Exercise objective. All lines from the one with "Tag every instance of the window blind" through the last are to be given again exactly as they stand in the data below, and only those.

########

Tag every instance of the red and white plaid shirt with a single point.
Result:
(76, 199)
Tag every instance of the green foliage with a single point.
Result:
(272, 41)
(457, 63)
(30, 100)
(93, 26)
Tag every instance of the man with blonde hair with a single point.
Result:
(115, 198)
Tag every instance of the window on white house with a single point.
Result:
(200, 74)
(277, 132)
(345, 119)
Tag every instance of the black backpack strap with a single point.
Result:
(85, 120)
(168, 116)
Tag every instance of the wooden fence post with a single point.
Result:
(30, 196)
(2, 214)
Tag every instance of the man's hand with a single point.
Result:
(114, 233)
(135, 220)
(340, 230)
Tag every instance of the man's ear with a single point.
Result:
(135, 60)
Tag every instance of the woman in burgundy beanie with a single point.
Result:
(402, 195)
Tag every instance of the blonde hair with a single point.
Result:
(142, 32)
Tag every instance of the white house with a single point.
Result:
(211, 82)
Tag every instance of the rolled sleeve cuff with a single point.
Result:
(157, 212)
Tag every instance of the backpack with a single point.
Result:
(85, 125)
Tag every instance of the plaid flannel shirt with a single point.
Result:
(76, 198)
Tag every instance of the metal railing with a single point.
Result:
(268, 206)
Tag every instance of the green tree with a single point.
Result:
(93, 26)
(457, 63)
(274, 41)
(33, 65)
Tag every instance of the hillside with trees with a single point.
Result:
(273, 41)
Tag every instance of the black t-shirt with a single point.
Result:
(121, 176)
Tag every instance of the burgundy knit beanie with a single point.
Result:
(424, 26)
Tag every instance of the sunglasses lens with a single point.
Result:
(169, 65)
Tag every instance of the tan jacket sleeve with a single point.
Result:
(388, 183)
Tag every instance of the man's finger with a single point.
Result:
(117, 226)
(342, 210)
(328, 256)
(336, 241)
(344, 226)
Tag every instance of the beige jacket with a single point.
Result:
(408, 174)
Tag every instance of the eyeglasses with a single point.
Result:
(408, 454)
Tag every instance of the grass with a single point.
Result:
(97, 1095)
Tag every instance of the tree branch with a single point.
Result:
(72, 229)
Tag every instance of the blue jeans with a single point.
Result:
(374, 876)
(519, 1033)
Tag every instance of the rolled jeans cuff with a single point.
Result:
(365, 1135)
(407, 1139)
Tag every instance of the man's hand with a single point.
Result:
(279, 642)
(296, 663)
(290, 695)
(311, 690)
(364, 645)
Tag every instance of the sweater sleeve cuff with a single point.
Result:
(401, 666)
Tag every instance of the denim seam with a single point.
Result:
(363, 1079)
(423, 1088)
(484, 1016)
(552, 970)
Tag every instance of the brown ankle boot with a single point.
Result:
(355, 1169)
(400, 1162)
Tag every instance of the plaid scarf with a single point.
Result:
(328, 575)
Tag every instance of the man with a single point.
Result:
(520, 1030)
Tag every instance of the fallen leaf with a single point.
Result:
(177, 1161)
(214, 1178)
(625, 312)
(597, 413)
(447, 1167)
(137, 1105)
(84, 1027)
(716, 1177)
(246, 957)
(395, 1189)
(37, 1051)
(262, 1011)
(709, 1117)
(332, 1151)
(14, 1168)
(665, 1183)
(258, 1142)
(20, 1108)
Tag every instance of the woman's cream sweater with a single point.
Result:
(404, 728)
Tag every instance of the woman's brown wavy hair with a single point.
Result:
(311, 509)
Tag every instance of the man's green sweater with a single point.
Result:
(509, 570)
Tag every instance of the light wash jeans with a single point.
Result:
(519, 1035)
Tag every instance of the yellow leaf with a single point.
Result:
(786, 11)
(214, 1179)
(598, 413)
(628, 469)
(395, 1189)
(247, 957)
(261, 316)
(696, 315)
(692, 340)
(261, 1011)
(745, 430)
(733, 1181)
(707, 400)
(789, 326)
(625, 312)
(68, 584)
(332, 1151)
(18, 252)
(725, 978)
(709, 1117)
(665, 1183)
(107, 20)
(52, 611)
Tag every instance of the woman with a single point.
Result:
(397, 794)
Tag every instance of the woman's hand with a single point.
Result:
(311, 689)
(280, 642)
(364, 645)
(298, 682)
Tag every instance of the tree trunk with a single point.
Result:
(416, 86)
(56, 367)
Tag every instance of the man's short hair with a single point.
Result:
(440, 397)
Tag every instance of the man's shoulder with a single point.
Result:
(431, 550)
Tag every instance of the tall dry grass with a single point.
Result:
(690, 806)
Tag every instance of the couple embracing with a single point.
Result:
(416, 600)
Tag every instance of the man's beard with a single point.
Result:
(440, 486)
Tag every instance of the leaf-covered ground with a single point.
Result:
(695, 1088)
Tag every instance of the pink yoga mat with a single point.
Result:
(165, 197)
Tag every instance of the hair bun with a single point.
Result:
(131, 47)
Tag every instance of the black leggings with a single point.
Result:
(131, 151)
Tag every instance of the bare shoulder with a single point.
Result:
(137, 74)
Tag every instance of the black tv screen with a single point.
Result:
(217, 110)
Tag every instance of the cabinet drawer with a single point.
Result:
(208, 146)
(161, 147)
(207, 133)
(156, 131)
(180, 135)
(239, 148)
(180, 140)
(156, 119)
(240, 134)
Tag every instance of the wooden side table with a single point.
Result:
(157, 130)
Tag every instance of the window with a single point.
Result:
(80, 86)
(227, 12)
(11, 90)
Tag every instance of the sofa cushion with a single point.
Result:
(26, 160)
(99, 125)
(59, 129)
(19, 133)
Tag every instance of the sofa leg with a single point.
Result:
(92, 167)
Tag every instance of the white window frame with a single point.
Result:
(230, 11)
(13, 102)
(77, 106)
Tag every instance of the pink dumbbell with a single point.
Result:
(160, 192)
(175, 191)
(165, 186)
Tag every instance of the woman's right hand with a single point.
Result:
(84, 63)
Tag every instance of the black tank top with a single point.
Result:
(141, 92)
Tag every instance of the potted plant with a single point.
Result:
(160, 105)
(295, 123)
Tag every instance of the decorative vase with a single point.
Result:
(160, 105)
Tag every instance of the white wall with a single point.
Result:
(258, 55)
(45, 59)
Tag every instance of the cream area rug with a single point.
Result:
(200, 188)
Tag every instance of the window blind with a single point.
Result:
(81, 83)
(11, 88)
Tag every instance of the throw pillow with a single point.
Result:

########

Task answer.
Tag every instance of the window blind with a single point.
Result:
(81, 83)
(11, 88)
Tag every instance of the throw pillow with a single point.
Result:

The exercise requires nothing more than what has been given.